• [PROBLEM]:
Copy the records from the line with "Ground rocky outcrop. Each result should look like 123" up to and including the line with "0 0 583 211", substituting "Format every result like" for "Each result should look like" and leaving everything else unchanged.

• [INPUT ROWS]:

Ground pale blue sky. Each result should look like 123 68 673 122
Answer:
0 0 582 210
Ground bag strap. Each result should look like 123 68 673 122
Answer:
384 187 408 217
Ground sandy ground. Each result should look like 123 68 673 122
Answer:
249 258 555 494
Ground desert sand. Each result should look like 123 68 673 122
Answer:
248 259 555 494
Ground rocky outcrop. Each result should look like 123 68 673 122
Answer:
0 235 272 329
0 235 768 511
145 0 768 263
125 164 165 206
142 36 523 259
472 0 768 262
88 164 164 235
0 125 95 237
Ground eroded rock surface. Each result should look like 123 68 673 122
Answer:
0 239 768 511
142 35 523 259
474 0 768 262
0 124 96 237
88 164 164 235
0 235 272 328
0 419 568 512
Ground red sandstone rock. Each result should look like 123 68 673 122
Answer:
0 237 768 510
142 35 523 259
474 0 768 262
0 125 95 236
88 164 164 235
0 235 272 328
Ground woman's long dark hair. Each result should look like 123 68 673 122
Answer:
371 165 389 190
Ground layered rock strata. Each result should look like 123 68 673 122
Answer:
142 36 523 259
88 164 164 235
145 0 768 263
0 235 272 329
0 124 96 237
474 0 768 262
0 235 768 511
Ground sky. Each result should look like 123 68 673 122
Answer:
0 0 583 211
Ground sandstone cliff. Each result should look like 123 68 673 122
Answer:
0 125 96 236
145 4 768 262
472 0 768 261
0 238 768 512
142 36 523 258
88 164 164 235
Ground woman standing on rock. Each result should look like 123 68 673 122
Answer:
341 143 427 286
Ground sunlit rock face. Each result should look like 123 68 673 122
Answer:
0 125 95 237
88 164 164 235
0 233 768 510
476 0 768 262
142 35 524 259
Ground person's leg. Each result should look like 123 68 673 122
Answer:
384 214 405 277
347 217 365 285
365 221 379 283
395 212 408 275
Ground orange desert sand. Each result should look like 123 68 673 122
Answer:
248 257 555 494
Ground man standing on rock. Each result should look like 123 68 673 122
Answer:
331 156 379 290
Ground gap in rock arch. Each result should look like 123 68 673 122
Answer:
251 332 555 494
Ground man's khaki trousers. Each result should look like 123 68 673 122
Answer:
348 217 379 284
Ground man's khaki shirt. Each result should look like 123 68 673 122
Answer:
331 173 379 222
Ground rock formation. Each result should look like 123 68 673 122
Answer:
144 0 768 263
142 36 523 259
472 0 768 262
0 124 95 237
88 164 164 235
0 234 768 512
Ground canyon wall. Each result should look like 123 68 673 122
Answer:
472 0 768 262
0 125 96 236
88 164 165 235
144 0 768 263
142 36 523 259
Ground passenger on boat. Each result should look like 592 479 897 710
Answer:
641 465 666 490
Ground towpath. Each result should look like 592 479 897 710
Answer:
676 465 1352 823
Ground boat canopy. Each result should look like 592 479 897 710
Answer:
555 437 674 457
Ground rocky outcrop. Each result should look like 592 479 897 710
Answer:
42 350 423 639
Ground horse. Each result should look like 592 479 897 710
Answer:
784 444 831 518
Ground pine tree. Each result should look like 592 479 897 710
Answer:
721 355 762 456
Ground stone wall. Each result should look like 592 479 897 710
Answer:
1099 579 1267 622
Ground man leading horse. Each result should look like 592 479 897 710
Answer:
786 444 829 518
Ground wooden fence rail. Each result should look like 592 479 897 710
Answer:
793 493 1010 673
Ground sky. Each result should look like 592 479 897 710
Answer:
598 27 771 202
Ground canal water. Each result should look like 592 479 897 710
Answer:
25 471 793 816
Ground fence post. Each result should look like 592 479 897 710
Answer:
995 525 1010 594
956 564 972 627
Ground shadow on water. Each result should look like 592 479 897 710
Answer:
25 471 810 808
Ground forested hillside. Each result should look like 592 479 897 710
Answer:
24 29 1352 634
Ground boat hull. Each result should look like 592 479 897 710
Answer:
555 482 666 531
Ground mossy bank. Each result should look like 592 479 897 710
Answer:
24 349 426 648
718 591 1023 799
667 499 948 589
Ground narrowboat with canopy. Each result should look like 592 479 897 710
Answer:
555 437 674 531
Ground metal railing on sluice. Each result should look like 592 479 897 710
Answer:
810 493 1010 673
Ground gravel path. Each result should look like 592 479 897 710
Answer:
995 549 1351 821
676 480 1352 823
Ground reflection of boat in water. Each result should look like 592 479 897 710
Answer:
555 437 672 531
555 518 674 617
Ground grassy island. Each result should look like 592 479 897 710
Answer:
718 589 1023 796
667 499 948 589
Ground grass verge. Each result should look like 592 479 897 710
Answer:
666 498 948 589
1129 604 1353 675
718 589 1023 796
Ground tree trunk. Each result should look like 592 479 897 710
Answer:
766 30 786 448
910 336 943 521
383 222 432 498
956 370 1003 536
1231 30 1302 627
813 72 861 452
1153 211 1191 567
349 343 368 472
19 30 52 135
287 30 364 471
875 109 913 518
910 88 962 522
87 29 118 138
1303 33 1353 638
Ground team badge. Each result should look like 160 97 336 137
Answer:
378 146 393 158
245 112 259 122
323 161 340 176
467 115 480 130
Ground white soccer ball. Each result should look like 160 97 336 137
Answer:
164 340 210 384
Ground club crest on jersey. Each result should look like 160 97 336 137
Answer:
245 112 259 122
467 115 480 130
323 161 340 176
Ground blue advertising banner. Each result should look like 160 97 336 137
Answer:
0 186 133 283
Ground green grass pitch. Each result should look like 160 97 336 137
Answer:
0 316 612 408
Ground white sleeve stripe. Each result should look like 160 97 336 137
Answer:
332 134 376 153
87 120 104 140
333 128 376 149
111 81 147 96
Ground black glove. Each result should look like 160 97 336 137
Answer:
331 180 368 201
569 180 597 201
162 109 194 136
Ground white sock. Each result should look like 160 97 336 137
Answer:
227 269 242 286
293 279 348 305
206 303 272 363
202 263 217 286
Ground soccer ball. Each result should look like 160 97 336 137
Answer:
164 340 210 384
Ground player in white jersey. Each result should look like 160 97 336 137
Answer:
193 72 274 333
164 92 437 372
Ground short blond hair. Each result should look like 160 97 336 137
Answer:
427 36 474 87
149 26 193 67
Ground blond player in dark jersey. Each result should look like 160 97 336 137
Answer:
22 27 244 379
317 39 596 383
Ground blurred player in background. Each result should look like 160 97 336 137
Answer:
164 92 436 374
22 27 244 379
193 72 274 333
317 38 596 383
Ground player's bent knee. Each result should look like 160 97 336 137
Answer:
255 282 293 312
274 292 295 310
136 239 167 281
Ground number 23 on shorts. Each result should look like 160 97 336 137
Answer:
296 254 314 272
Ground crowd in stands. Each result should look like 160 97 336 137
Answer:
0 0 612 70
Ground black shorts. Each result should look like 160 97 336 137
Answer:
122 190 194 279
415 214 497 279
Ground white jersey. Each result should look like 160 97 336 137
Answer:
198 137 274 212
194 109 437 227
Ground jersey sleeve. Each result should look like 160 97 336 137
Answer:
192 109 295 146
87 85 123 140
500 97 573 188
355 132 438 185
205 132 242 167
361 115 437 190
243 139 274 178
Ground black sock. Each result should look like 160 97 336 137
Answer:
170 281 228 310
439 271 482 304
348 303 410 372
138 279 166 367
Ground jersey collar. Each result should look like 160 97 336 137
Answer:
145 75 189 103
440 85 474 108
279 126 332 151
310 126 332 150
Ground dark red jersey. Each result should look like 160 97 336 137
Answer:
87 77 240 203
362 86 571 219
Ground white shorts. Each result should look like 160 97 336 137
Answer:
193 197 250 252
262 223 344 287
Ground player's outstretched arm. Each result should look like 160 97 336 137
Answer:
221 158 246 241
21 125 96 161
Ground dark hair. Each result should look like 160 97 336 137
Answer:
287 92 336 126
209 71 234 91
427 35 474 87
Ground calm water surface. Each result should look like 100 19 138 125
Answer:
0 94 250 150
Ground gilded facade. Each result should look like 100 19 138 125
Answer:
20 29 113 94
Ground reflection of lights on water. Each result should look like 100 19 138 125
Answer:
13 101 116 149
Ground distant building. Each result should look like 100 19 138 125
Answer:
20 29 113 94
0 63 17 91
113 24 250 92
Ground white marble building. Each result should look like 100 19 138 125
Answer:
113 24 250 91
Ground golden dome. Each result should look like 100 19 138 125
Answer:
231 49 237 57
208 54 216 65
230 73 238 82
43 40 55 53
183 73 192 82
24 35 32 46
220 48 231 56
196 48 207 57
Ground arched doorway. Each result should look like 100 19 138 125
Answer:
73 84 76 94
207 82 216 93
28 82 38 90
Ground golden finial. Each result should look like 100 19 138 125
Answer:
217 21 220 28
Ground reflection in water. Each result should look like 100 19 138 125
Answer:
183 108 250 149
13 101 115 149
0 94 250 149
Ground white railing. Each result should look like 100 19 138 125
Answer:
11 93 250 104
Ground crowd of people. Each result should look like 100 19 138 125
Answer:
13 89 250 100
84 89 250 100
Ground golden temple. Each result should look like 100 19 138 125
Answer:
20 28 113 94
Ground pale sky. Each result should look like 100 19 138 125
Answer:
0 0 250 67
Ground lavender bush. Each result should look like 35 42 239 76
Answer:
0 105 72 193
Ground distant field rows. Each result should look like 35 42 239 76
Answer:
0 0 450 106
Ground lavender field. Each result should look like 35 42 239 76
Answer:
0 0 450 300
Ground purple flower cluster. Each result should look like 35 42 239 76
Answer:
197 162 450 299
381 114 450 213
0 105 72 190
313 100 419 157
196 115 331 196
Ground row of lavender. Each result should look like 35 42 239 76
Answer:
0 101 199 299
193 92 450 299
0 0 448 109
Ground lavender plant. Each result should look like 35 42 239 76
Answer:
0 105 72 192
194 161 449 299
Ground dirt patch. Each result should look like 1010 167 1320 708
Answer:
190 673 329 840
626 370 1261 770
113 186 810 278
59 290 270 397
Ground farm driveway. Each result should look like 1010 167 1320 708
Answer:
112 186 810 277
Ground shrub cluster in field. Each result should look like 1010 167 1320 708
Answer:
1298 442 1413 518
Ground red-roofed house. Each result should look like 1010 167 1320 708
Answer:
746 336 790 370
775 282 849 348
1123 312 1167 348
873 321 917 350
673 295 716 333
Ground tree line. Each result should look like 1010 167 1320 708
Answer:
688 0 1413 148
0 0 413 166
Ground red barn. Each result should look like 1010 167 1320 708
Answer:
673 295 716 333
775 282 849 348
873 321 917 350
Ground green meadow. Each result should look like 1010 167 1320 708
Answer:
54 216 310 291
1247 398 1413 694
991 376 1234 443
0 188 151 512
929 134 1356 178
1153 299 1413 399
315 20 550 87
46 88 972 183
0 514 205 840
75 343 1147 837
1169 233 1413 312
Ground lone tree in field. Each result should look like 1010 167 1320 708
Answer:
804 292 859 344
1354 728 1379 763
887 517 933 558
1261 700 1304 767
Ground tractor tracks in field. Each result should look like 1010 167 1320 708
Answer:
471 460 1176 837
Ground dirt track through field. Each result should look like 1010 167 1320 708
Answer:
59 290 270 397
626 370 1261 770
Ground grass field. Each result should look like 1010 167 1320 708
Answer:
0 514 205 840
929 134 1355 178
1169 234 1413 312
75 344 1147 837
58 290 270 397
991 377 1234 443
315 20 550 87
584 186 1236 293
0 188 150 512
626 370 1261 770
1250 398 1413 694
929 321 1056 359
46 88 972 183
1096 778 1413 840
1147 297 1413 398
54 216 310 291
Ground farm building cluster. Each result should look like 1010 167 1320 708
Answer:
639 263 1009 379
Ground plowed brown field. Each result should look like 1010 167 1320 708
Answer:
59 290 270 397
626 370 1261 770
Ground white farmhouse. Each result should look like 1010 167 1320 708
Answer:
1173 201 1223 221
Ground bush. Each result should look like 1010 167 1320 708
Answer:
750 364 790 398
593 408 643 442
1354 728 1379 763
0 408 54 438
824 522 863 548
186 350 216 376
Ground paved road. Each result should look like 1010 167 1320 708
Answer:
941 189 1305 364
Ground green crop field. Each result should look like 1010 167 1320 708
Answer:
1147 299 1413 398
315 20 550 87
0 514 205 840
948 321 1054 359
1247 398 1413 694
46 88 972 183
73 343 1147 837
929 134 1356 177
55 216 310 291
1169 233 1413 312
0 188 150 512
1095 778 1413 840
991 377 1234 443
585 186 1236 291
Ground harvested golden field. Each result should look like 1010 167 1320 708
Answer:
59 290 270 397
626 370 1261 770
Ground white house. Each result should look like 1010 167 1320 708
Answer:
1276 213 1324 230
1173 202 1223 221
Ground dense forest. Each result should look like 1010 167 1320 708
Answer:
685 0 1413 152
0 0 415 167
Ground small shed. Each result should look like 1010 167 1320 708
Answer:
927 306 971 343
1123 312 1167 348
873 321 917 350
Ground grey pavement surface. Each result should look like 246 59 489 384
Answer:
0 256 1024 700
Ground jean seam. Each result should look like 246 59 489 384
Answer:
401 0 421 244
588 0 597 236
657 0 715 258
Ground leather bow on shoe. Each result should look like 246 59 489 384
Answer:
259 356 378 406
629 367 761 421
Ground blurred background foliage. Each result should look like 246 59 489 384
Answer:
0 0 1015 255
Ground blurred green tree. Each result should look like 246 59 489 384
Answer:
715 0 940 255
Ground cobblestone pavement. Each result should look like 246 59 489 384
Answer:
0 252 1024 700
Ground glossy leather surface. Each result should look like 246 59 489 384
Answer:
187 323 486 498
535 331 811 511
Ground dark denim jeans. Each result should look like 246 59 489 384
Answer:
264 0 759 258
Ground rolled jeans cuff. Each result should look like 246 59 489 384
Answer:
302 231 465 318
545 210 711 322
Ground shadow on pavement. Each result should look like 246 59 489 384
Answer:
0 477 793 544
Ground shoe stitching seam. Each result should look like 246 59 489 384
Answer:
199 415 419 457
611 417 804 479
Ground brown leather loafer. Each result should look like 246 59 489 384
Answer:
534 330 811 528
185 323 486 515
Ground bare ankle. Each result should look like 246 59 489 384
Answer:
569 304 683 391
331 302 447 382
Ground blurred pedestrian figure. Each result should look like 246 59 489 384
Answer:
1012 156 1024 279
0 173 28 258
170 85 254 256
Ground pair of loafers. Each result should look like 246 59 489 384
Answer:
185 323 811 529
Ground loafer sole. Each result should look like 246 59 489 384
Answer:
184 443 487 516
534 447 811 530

• [COMPLETED TASK]:
Ground rocky outcrop. Format every result like 123 68 673 122
Answer:
0 235 272 329
0 235 768 511
145 0 768 263
125 164 165 206
142 36 523 259
472 0 768 262
88 164 164 235
0 125 95 237
Ground eroded rock surface. Format every result like 123 68 673 122
Answer:
0 239 768 511
142 35 523 259
474 0 768 262
0 124 96 237
88 164 164 235
0 235 272 328
0 419 568 512
Ground red sandstone rock. Format every result like 123 68 673 122
Answer:
0 237 768 510
142 35 523 259
474 0 768 262
0 125 95 236
88 164 164 235
0 235 272 328
Ground woman's long dark hair. Format every result like 123 68 673 122
Answer:
371 165 389 190
Ground layered rock strata. Format every result like 123 68 673 122
Answer:
142 36 523 259
88 164 164 235
145 0 768 263
0 235 272 329
0 124 96 237
474 0 768 262
0 235 768 511
Ground sky. Format every result like 123 68 673 122
Answer:
0 0 583 211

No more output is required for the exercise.